§ Your assignment:
Output the entries below so that they read exactly as they do now.

┄┄┄┄┄┄┄┄┄┄

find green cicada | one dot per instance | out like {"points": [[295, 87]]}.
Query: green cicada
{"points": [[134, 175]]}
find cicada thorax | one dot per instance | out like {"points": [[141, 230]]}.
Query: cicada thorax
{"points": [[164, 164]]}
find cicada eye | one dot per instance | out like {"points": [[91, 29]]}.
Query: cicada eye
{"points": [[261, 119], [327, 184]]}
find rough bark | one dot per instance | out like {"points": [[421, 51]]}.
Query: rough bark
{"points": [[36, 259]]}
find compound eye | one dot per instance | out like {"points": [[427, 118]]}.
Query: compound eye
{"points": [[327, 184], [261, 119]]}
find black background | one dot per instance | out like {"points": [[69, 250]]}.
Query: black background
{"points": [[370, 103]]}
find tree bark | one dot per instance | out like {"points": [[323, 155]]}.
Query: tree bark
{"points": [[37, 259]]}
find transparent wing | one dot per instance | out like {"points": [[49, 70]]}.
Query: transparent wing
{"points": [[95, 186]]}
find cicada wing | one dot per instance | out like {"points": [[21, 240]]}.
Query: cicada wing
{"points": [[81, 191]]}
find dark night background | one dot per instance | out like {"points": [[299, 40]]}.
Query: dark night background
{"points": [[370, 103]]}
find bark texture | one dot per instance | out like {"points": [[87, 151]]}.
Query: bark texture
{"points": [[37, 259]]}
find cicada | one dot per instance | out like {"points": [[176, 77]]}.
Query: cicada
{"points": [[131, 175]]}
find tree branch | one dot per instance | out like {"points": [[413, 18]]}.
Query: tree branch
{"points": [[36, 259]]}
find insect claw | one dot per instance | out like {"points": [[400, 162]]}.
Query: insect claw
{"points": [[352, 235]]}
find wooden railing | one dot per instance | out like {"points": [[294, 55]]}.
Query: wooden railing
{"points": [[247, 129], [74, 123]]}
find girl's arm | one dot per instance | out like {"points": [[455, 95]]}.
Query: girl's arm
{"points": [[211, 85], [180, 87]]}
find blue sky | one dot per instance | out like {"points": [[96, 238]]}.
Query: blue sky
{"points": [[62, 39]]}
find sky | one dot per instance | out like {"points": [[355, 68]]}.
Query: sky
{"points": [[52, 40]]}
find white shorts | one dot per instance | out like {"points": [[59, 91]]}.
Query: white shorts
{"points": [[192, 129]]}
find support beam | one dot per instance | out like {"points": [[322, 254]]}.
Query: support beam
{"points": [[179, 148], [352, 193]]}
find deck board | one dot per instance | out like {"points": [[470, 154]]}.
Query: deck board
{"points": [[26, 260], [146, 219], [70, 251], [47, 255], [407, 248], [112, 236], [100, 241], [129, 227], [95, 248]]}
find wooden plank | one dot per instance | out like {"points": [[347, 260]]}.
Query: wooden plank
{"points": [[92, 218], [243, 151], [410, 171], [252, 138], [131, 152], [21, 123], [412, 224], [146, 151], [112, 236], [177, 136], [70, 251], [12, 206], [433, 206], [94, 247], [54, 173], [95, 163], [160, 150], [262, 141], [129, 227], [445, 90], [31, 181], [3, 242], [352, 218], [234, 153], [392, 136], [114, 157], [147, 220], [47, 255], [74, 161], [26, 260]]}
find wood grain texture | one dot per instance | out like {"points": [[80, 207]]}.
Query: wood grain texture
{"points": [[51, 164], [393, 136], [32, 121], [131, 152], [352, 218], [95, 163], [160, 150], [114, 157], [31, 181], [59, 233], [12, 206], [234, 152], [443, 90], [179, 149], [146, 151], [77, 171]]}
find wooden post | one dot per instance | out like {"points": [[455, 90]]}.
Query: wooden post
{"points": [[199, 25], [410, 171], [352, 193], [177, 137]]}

┄┄┄┄┄┄┄┄┄┄

§ Result of the exercise:
find green cicada | one dot per instance | out like {"points": [[295, 87]]}.
Query: green cicada
{"points": [[134, 175]]}
find cicada thorax | one dot per instance | out like {"points": [[141, 230]]}.
Query: cicada thorax
{"points": [[164, 164]]}
find cicada eye | one dot per instance | out like {"points": [[91, 29]]}.
Query: cicada eye
{"points": [[261, 119], [327, 184]]}
find rough bark | one dot per instance | out like {"points": [[421, 51]]}.
Query: rough bark
{"points": [[36, 259]]}
find compound eye | one dot per instance | out like {"points": [[427, 118]]}.
Query: compound eye
{"points": [[327, 184], [261, 119]]}
find black background | one dot per instance | out like {"points": [[69, 250]]}.
Query: black background
{"points": [[370, 103]]}
find tree bark | one dot per instance | out like {"points": [[323, 155]]}.
Query: tree bark
{"points": [[37, 259]]}
find transparent wing | one dot per instance | out like {"points": [[49, 70]]}.
Query: transparent wing
{"points": [[95, 186]]}
find cicada wing | one dot per instance | out like {"points": [[21, 240]]}.
Query: cicada wing
{"points": [[81, 191]]}
find dark night background | one dot per instance | out like {"points": [[299, 40]]}.
Query: dark night background
{"points": [[370, 103]]}
find bark texture | one dot per instance | out like {"points": [[87, 151]]}.
Query: bark texture
{"points": [[37, 259]]}
find cicada | one dot per instance | out like {"points": [[176, 77]]}.
Query: cicada
{"points": [[131, 175]]}
find tree branch | one dot per instance | out like {"points": [[413, 18]]}.
Query: tree branch
{"points": [[36, 259]]}
find insect claw | one dot per instance | out like {"points": [[400, 162]]}.
Query: insect claw
{"points": [[352, 235]]}
find wooden railing | one dot per instance | out like {"points": [[294, 55]]}.
Query: wooden railing
{"points": [[247, 129], [74, 123]]}
find girl's arm | one dot per instance | out like {"points": [[455, 95]]}.
Query: girl's arm
{"points": [[211, 85], [180, 87]]}
find blue sky | one dot per instance | out like {"points": [[96, 238]]}.
Query: blue sky
{"points": [[62, 39]]}
find sky | one dot per instance | out like {"points": [[355, 68]]}.
Query: sky
{"points": [[52, 40]]}
find white shorts | one dot per instance | out like {"points": [[59, 91]]}.
Query: white shorts
{"points": [[192, 129]]}
find support beam | one dot per instance | out like {"points": [[322, 254]]}.
Query: support beam
{"points": [[179, 148], [352, 193]]}
find deck board | one dot per instance | out like {"points": [[470, 154]]}.
Query: deck board
{"points": [[26, 260], [146, 219], [70, 251], [47, 255], [407, 248], [112, 236], [100, 241], [129, 227], [95, 248]]}
find wooden plank | one dot per instance | out like {"points": [[347, 260]]}.
Query: wooden plank
{"points": [[92, 218], [243, 151], [410, 171], [252, 138], [131, 152], [21, 123], [412, 224], [146, 151], [112, 236], [177, 136], [70, 251], [12, 206], [433, 206], [94, 247], [54, 173], [95, 163], [160, 150], [262, 141], [129, 227], [445, 90], [31, 181], [3, 242], [352, 218], [234, 153], [392, 136], [114, 157], [147, 220], [47, 255], [74, 161], [26, 260]]}
find wood grain texture | one dot per instance | out like {"points": [[80, 207]]}.
Query: wood grain texture
{"points": [[51, 164], [393, 136], [32, 121], [131, 152], [352, 218], [95, 163], [160, 150], [114, 157], [31, 181], [59, 233], [12, 206], [234, 152], [443, 90], [179, 149], [146, 151], [77, 171]]}
find wooden post | one dot per instance | out like {"points": [[455, 90]]}.
Query: wooden post
{"points": [[199, 25], [410, 171], [352, 193], [177, 137]]}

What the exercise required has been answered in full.